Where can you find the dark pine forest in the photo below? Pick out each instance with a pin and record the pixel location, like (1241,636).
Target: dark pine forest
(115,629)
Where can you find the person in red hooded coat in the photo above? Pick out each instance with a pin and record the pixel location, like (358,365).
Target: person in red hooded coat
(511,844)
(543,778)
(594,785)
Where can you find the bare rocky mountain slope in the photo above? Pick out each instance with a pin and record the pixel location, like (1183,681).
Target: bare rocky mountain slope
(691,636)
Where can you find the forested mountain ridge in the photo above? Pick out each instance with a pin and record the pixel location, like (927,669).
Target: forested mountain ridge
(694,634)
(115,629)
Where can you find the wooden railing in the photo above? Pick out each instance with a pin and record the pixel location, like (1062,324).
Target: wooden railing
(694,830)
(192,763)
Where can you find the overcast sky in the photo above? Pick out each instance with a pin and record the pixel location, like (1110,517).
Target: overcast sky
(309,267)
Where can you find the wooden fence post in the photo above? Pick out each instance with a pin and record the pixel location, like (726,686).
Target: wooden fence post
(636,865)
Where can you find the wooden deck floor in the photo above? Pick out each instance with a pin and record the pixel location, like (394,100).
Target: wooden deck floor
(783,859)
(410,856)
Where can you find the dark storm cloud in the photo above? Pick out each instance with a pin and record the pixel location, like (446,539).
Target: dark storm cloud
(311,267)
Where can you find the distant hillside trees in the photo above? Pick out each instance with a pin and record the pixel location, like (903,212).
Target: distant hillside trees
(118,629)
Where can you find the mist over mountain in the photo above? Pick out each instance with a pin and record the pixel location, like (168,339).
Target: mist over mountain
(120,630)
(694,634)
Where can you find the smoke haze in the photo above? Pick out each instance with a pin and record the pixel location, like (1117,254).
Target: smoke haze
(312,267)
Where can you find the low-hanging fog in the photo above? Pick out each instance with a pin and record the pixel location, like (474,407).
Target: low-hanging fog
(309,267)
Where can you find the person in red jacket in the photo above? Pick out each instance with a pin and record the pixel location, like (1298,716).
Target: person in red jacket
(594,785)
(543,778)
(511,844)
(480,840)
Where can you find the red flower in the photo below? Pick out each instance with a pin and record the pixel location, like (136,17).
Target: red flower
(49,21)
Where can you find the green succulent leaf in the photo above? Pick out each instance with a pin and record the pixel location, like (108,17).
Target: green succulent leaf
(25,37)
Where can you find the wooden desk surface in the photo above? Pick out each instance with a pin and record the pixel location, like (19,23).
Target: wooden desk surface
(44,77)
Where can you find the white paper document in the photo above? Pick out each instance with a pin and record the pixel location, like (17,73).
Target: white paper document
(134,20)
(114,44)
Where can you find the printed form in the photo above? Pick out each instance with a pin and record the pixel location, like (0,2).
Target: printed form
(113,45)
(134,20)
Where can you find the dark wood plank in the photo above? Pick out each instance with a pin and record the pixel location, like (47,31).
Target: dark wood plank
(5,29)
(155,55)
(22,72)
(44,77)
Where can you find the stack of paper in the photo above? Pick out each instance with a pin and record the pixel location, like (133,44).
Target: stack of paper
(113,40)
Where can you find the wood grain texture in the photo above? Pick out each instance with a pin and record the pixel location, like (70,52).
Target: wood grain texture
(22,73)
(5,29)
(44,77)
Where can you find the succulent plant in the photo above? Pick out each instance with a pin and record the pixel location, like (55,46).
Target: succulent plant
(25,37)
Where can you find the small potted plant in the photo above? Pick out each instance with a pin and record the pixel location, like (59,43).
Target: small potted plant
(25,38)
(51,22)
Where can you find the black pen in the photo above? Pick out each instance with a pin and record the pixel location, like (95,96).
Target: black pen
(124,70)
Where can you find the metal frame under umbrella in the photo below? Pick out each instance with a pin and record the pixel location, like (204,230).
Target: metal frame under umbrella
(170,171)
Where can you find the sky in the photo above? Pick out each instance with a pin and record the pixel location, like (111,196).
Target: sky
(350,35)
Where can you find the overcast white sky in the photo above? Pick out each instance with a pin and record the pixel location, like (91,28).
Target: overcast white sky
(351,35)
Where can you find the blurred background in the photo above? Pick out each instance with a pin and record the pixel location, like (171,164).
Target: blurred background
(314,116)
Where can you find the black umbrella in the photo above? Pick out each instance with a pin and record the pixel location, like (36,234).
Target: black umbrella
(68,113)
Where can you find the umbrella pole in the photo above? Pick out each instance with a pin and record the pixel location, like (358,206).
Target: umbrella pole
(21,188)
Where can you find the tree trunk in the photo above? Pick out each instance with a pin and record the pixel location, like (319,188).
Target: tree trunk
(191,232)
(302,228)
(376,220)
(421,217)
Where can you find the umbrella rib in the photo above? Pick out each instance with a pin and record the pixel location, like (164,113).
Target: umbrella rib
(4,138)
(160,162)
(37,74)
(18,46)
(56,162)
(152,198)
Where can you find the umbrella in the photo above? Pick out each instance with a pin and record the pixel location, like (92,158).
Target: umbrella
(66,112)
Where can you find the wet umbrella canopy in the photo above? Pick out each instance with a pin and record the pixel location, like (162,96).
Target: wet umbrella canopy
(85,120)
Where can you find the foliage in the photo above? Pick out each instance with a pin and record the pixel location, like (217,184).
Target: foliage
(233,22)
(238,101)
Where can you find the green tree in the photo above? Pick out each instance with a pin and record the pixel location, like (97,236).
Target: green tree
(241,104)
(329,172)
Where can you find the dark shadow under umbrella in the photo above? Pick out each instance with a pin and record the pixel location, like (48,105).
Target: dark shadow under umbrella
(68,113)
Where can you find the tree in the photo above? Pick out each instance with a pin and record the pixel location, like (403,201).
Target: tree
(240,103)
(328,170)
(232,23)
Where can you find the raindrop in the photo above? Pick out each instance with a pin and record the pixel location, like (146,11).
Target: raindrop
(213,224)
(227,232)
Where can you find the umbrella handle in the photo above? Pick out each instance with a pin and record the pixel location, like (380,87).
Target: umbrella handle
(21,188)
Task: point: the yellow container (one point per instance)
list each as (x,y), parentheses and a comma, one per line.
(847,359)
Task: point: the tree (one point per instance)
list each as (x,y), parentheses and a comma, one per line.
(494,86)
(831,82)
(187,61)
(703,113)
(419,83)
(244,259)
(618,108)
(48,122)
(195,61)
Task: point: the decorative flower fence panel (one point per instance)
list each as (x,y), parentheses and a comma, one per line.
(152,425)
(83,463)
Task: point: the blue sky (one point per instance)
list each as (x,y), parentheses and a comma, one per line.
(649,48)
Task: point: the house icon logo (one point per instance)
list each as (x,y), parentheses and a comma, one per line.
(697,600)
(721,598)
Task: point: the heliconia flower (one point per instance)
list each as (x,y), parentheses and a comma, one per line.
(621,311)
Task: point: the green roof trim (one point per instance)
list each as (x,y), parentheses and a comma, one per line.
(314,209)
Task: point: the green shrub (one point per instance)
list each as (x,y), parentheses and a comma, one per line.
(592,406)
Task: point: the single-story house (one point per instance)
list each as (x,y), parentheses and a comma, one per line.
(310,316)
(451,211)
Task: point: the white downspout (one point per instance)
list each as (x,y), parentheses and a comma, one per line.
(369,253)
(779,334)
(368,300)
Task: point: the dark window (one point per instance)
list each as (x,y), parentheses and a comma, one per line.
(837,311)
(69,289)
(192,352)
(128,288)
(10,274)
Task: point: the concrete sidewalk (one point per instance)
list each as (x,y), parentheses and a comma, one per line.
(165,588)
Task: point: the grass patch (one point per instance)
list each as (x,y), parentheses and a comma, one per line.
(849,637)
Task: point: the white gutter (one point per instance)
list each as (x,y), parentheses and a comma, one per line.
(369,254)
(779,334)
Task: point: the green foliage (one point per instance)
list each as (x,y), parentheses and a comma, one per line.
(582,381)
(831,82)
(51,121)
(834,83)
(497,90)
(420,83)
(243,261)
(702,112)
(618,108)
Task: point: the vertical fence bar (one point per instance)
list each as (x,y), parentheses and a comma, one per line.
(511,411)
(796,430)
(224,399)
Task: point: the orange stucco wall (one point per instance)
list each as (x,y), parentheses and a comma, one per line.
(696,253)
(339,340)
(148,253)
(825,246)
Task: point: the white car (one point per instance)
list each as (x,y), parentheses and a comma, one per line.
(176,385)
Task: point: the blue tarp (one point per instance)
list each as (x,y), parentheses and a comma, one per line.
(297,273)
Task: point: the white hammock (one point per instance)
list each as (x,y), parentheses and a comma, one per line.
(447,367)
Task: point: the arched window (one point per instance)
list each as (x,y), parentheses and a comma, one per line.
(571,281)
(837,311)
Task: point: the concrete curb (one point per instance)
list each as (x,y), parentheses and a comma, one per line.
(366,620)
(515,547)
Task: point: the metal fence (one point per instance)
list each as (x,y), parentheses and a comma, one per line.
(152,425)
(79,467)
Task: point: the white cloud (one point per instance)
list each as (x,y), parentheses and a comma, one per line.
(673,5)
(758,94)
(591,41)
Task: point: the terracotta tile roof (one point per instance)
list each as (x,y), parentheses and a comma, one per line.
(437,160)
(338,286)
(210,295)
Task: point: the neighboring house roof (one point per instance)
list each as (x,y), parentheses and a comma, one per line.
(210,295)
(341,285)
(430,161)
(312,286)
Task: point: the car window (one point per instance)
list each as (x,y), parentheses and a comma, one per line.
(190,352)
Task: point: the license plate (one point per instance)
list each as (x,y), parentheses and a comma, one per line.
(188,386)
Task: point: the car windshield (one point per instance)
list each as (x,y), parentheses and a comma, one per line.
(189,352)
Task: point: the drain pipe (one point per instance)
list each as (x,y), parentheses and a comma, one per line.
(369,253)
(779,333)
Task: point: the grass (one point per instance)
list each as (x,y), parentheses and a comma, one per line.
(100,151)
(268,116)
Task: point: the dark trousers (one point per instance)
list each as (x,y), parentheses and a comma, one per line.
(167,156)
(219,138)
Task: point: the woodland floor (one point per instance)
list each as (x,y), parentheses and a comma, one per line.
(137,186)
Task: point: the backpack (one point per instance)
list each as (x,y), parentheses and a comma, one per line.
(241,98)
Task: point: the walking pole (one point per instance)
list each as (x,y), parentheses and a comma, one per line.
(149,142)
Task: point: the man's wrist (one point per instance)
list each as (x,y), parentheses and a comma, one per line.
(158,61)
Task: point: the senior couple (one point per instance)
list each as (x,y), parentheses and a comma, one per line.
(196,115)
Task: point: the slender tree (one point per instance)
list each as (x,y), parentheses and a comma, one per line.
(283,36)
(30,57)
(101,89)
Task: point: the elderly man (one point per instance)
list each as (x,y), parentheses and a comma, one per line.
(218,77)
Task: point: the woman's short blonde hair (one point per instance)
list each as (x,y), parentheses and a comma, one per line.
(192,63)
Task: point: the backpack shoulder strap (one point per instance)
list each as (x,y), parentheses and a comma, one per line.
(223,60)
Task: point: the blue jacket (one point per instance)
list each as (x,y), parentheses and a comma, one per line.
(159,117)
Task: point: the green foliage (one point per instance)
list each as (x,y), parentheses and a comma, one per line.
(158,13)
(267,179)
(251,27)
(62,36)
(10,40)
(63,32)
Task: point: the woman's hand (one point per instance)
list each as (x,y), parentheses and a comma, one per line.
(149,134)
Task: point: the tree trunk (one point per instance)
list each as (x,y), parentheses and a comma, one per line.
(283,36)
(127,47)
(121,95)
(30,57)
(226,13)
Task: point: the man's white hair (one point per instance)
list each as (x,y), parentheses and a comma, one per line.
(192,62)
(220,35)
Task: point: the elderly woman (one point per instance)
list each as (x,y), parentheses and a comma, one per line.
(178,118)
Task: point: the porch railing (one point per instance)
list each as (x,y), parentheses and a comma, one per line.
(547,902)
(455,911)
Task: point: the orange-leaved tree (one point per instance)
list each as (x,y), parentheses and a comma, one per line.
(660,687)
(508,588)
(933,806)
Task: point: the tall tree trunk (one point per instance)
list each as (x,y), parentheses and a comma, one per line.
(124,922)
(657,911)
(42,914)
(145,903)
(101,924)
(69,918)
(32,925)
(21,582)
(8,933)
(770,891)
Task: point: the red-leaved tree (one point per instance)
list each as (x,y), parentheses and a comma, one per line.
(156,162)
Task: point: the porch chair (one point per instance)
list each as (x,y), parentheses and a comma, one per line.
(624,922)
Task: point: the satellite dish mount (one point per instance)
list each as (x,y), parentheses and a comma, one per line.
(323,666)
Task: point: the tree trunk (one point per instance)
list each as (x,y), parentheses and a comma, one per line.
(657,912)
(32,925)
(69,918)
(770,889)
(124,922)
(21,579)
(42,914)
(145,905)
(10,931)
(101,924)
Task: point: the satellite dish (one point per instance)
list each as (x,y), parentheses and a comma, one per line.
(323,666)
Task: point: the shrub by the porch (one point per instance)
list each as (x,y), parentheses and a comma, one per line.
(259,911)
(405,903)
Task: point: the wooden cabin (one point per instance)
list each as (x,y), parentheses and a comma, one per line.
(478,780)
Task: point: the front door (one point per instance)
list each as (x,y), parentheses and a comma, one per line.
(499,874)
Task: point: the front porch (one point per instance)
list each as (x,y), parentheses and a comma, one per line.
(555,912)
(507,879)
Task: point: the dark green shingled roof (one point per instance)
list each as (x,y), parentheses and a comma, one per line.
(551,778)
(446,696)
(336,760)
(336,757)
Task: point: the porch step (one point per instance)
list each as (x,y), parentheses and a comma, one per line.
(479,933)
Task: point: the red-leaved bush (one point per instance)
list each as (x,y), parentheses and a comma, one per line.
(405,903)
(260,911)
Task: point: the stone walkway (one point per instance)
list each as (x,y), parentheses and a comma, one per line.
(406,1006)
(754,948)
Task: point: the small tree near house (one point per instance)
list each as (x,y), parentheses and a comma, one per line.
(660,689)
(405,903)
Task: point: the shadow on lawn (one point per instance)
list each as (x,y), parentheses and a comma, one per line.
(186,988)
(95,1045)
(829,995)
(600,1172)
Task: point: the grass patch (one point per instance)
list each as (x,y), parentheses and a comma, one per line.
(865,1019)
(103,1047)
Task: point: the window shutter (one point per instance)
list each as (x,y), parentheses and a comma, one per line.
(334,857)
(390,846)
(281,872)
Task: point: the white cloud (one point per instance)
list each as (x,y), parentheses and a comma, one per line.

What is needed:
Repeat exactly the lines above, starting with the line that contains "Task: point: the shrub" and ending with the last line, both included, and nothing else.

Correct response:
Task: point: the shrub by the porch (one point per instance)
list each as (x,y), parentheses and a comma, one per line.
(259,911)
(405,903)
Task: point: the wooden cabin (one point per instance)
list each as (x,y), parentheses and a comma, one per line.
(478,780)
Task: point: the front door (one point per instance)
list each as (x,y), parentheses and a comma, one per line.
(499,874)
Task: point: the front porch (one point per instance)
list each as (x,y), parentheses and a comma, one per line.
(555,912)
(507,879)
Task: point: the dark green shingled roof (one point per instance)
list each as (x,y), parentheses and a comma, one per line.
(551,778)
(446,696)
(336,760)
(336,757)
Task: point: the porch step (one point per instance)
list each as (x,y), parentheses and a comma, one per line.
(479,933)
Task: point: the red-leaved bush (one point per instance)
list each as (x,y), parentheses and a comma, one per line.
(405,903)
(260,911)
Task: point: the stone walkway (one point per instance)
list each as (x,y), parentheses and a comma, one per line.
(406,1006)
(754,948)
Task: point: the small tree near house (one point per instance)
list each as (x,y), parentheses and a comma, one per line.
(660,689)
(405,903)
Task: point: the shadow on lawn (one point per instance)
list each as (x,y), parentheses and a comma, one per line.
(186,988)
(95,1045)
(829,995)
(600,1172)
Task: point: the grass patch (one point per instance)
list each as (x,y), parentheses and a comma, one per line.
(865,1019)
(103,1047)
Task: point: the window shutter (one point per instance)
list each as (x,y), parentheses and a comma, one per line.
(334,857)
(390,846)
(281,872)
Task: point: the white cloud (one point per instance)
list each as (x,y), parentheses and a comma, one per line.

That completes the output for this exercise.